### LO QUE SE NECESITA
Retoma el texto sobre La Romita que aparece más abajo y continúalo a partir de su última oración.

### FRAGMENTO DEL TEXTO
En La Romita se está bien. No circulan automóviles a gran velocidad. Se escuchan las conversaciones sosegadas de los vecinos, las risas apenas escandalosas de los niños que juegan en el parque, alrededor de la fuente. El viento mece con suavidad las hojas de los árboles y la vida parece asomar en la luz vespertina que resalta el verde de las hojas y del pasto. Una camioneta vende capuchinos y expresos. Huele a café. El sonido de los zapateos de un grupo de intérpretes de danza folclórica escapa desde la casa de la cultura que se encuentra frente al parque. Uno se adentra a la plaza, entre arbustos, y se encuentra con un poema que resalta, en una barda, la pasión por el lugar. “Romita, mi amor…”, comienzan aquellos versos. A un costado, una variedad de colores invita a una aventura de arte urbano, pero también parecen anunciar cierto peligro, cierta restricción. Se trata de un callejón estrecho donde se estableció hace algunos años el proyecto cultural “Casa tomada”. Un espacio que parece tan apropiado por los vecinos del callejón (radicados en una vecindad reubicada por el movimiento telúrico referido), que concede una poderosa sensación de clandestinidad apenas al costado de la iglesia. Una persona sentada frente a la puerta de la vecindad, en una silla rústica de madera, siempre vigila. Uno contempla los murales con fascinación y ligera prisa, y hace un par de preguntas a quien se halla sentada o sentado en la silla, para aligerar la extranjería. En los muros pintados, tatuados, se revelan aspiraciones, sueños, pesadillas; todo ello de corte urbano que tiene mucho qué decir sobre adicciones, marginación, pobreza, por una parte; y libertad y rebeldía por la otra.

### LISTADO ALMACENADO
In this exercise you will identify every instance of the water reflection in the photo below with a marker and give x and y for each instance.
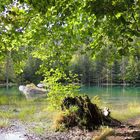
(12, 136)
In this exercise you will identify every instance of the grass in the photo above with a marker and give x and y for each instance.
(4, 123)
(104, 132)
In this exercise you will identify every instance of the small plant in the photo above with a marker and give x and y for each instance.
(58, 90)
(4, 123)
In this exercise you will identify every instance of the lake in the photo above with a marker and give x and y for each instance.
(115, 95)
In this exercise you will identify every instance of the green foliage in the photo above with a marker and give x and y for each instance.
(58, 90)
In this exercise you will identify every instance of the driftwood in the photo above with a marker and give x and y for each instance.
(86, 116)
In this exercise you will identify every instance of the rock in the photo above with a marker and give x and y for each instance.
(31, 91)
(86, 116)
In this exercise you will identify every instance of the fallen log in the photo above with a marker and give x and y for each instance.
(84, 114)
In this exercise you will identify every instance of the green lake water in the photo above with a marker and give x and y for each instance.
(115, 95)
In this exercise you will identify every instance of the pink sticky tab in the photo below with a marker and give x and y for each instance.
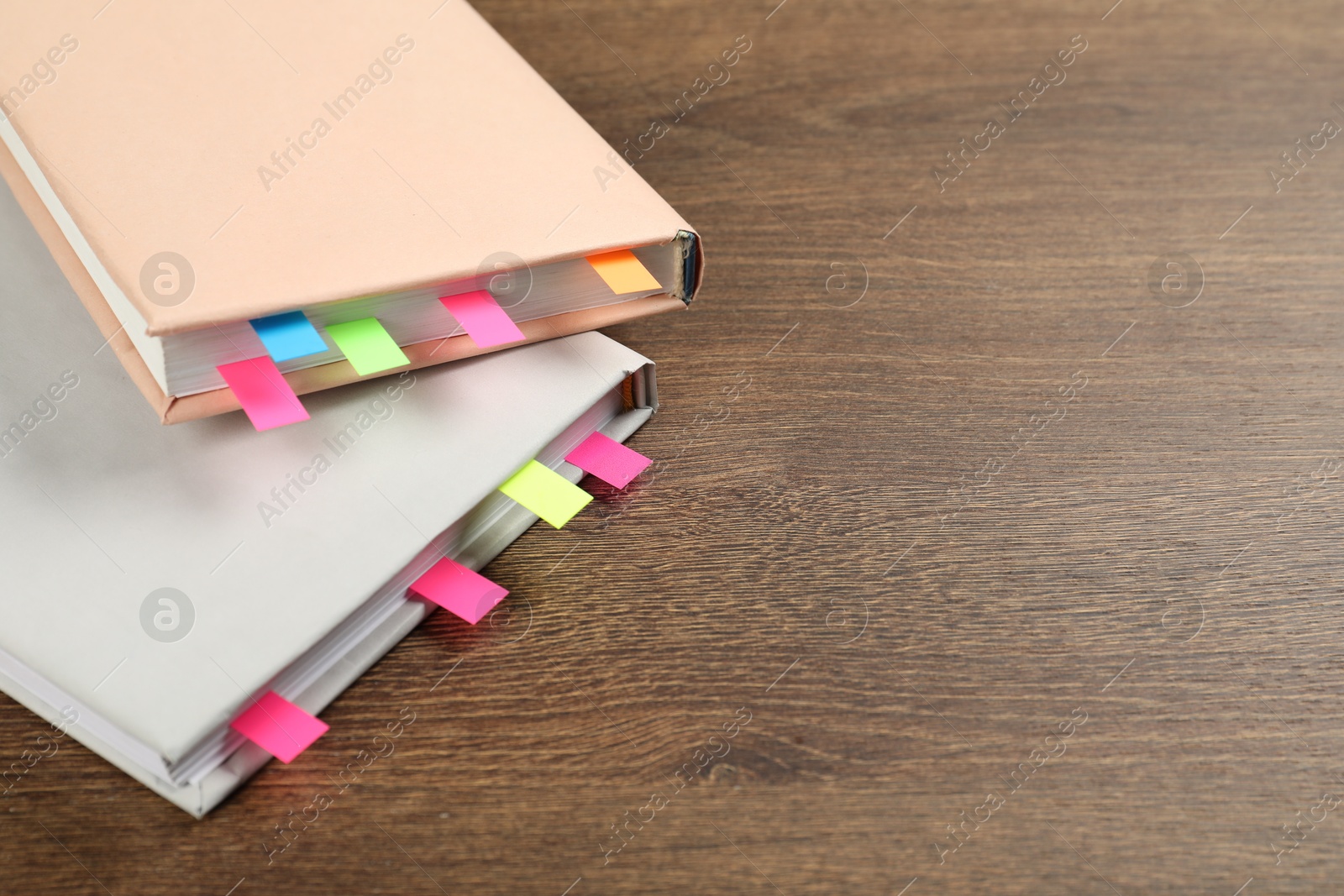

### RESPUESTA ESPERADA
            Entonces uno vira para emprender la marcha hacia la calle de Morelia. Se sigue el paso al costado de la larga barda de una casa construida de puro ladrillo, que hace recordar los principios del Siglo XX. Al llegar a la calle de Morelia y doblar hacia la izquierda, de nuevo el ruido de los automóviles se hace sentir. Pero en las calles no hay prisa. La gente camina despreocupada. Mujeres llevando de la mano a sus hijos, parejas de novios, amigas adolescentes que van platicando sus problemas familiares unas a otras. Se cruzan pequeños bares, un café con música de jazz envolviendo el espacio público desde sus bocinas y sus mesas en la calle; una librería recuerda la larga tradición literaria de este sitio de sitios entre la ciudad. Los sonidos caracterizan al barrio.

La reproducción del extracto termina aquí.